Saved data entries
- Opening Delimiter -

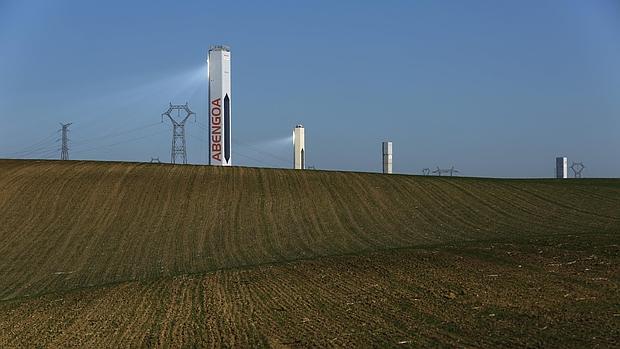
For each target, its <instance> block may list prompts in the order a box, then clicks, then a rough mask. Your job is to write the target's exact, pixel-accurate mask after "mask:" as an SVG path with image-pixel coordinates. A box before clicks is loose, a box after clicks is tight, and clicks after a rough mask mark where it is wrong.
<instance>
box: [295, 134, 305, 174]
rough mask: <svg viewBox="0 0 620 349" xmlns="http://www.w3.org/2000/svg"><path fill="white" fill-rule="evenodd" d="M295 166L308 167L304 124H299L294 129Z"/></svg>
mask: <svg viewBox="0 0 620 349" xmlns="http://www.w3.org/2000/svg"><path fill="white" fill-rule="evenodd" d="M293 168H294V169H296V170H305V169H306V139H305V135H304V125H297V126H295V128H294V129H293Z"/></svg>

- Closing Delimiter -

Output a precise copy of the entries, leaving the images out.

Result:
For each target, its <instance> block may list prompts in the order a box, then clicks, then a rough mask. Your job is to write the target's exact, pixel-accurate mask after "mask:" as an SVG path with image-pixel coordinates. A box before clicks is loose, a box after clicks is tight, and clicks after a rough mask mark where it is wrong.
<instance>
box: [295, 134, 305, 174]
rough mask: <svg viewBox="0 0 620 349" xmlns="http://www.w3.org/2000/svg"><path fill="white" fill-rule="evenodd" d="M295 166L308 167L304 124H299L294 129Z"/></svg>
mask: <svg viewBox="0 0 620 349" xmlns="http://www.w3.org/2000/svg"><path fill="white" fill-rule="evenodd" d="M293 168H294V169H296V170H305V169H306V139H305V135H304V125H297V126H295V128H294V129H293Z"/></svg>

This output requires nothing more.